Compiti da svolgere:
A: Nel testo sui curatori di antologie, perché l'uso di uno pseudonimo è la soluzione che piace di meno a chi scrive? Rispondi in una o due frasi.
B: Stampa parola per parola tutto ciò che nel testo sui curatori di antologie va da "Alcuni pensano che" giù fino a "questione rimane aperta.".
C: Porta avanti il testo sul curatore che inserisce un proprio racconto nell'antologia, ripartendo dopo la sua ultima frase.

Testo mostrato:

^^^^^^^^^^^^^^^^

Può un curatore, in una antologia che sta preparando, inserire un suo racconto?
Alcuni pensano che non sia giusto, altri che sia perfettamente lecito, mentre qualcuno sostiene che in questi casi si dovrebbe utilizzare uno pseudonimo. Questa è la soluzione che mi piace di meno, perché prima o poi le cose si vengono a sapere (spesso è lo stesso autore a confessarlo, magari a distanza di anni) e quindi l’artificio è inutile. A meno che la persona in questione non usi, per uno dei suoi ruoli, uno pseudonimo e che questo sia già conosciuto: in tal caso si tratta di una abitudine tesa a distinguere le funzioni, ma visto che il nom de plume è noto la questione rimane aperta.
Questa questione non è pratica ma morale: a molti non sembra etico autopubblicarsi, perché pare che il curatore approfitti del suo ruolo per infilarci dentro una sua creazione, senza che ci sia un avallo superiore. In molti casi questo si è verificato, specialmente quando il curatore fosse noto appunto come tale, o come direttore di rivista, o critico e saggista, ma non come autore. Comunque qui è il lettore a fare giustizia: se il racconto non è all’altezza l’improvvido scrittore ne pagherà le conseguenze.

^^^^^^^^^^^^^^^^

Dati per etichettare coordinate:

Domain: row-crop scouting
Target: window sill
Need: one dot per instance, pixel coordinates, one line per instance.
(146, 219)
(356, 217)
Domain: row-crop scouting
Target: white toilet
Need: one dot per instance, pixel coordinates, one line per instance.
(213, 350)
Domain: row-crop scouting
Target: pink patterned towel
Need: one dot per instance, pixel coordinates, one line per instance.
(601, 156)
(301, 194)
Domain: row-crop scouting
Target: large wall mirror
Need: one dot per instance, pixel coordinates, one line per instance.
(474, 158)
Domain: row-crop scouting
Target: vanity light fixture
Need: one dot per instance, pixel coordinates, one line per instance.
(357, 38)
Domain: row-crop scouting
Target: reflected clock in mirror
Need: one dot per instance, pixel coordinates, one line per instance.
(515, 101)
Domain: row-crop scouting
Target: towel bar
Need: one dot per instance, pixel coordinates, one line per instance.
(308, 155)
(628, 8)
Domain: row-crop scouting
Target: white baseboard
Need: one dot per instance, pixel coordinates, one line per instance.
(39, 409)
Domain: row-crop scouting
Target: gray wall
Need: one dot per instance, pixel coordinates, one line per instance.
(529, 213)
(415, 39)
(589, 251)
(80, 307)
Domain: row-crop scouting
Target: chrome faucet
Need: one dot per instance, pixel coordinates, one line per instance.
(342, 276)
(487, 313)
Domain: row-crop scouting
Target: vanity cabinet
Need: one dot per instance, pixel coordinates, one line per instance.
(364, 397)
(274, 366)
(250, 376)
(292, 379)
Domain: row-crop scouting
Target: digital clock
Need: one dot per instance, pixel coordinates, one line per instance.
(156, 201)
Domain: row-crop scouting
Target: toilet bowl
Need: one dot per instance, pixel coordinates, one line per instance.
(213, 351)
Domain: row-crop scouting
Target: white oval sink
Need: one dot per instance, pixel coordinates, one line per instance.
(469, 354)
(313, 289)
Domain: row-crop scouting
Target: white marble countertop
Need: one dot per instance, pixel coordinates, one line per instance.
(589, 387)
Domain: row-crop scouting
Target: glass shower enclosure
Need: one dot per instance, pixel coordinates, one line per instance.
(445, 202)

^^^^^^^^^^^^^^^^

Risultati attesi:
A: Perché prima o poi le cose si vengono a sapere, e spesso è lo stesso autore a confessarlo, magari dopo anni. Per questo l'artificio dello pseudonimo risulta inutile.

B:
Alcuni pensano che non sia giusto, altri che sia perfettamente lecito, mentre qualcuno sostiene che in questi casi si dovrebbe utilizzare uno pseudonimo. Questa è la soluzione che mi piace di meno, perché prima o poi le cose si vengono a sapere (spesso è lo stesso autore a confessarlo, magari a distanza di anni) e quindi l’artificio è inutile. A meno che la persona in questione non usi, per uno dei suoi ruoli, uno pseudonimo e che questo sia già conosciuto: in tal caso si tratta di una abitudine tesa a distinguere le funzioni, ma visto che il nom de plume è noto la questione rimane aperta.

C:
Io credo che non ci sia niente di scandaloso nel partecipare come autore a una antologia di cui si ha la curatela. Sia perché spesso l’editor è comunque uno scrittore, sia perché questi può voler dire la sua sull’argomento che sta trattando, e lo vuole dire in forma narrativa perché non può farlo nell’introduzione che dovrebbe essere più neutra possibile. Questo vale nel caso che l’antologia gli sia stata chiesta o suggerita, ma ancora di più se il soggetto è stato scelto da lui (e quindi gli è particolarmente caro).
Per quanto mi riguarda personalmente mi sono attenuto a questo principio: ho partecipato se il tema mi interessava, se ritenevo di avere qualcosa da dire, e mi sono astenuto in caso contrario. Come ho scritto sopra, alla fine sono i recensori e i lettori a giudicare.
In Ambigue utopie (Bietti 2010) c’è un mio racconto intitolato “Il potere logora”. Lo scrissi perché quando avevamo già 18 racconti mi accorsi che c’era un tema che non era stato affrontato, e trattandosi di una antologia fortemente politicizzata la mancanza di un racconto critico nei confronti della Chiesa non mi sembrava accettabile. Comunque il racconto ebbe l’avallo del co-curatore dell’antologia (che già me ne aveva bocciato un altro) Walter Catalano.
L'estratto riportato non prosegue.